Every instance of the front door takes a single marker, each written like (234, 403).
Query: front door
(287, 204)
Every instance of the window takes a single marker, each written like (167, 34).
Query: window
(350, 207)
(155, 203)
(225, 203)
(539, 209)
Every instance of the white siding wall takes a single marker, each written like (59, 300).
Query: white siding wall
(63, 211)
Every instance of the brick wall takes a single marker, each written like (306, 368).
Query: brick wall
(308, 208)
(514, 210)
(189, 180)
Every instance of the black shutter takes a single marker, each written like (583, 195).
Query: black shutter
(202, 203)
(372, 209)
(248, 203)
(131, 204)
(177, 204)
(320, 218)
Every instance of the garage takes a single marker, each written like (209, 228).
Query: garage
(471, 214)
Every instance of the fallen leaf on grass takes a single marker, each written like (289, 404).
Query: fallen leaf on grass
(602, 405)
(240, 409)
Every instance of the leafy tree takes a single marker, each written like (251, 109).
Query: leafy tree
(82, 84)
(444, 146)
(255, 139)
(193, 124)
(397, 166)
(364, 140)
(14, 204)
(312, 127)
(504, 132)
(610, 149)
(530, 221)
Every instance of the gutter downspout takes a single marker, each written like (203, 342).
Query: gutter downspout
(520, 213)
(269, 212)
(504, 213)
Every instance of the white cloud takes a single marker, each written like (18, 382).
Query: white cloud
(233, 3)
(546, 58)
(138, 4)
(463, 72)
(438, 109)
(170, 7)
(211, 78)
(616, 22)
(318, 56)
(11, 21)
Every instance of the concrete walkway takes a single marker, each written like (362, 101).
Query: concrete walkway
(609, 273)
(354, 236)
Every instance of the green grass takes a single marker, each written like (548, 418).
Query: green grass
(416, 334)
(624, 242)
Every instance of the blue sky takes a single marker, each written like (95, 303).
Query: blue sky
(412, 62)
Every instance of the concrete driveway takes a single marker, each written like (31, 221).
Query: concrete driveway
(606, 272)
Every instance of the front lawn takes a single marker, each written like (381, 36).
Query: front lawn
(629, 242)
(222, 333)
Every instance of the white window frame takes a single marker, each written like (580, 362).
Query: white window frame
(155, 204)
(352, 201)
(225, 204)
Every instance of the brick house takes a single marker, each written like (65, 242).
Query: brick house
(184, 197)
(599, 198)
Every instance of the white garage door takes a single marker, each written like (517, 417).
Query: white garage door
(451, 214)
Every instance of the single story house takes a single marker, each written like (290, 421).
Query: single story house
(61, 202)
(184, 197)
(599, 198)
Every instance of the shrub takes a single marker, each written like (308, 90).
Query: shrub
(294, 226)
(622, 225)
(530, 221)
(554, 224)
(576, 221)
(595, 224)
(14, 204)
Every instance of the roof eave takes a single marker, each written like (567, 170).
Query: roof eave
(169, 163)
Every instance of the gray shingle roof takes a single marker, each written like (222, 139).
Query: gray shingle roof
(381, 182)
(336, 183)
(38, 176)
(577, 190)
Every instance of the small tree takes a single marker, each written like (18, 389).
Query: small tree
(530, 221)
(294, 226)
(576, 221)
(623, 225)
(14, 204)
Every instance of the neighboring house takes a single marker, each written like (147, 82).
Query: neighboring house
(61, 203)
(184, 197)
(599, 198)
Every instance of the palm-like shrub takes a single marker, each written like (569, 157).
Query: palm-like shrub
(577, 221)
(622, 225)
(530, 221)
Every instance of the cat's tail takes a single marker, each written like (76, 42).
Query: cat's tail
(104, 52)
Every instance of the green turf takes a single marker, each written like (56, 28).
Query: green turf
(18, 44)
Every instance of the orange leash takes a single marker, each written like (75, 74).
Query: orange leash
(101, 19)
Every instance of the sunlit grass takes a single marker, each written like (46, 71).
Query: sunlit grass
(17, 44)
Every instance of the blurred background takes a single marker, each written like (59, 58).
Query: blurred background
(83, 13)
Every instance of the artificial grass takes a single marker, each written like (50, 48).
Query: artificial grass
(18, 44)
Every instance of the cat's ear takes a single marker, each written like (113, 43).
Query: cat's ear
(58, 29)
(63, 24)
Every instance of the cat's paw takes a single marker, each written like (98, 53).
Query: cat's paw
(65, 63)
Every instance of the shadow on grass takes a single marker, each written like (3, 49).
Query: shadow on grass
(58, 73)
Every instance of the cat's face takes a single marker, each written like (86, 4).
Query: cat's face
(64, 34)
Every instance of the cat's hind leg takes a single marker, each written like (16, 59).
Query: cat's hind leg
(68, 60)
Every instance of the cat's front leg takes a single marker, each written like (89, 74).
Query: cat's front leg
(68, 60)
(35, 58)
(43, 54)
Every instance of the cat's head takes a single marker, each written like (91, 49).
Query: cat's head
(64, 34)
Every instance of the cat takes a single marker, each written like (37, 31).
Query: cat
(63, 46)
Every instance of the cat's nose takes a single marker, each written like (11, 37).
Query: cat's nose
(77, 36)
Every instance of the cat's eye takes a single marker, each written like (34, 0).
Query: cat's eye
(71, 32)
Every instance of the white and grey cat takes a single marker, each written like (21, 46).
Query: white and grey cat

**Exercise**.
Set down exactly, and only, the lines from the one containing "Every instance of the cat's nose" through the final line of the entries above.

**Response**.
Every instance of the cat's nose takes a single marker, each written like (11, 37).
Query: cat's nose
(77, 36)
Every instance of the cat's eye takes a single marker, each written like (34, 0).
Query: cat's eye
(71, 32)
Every instance of the white and grey cat takes a single marker, each written like (21, 46).
Query: white and grey cat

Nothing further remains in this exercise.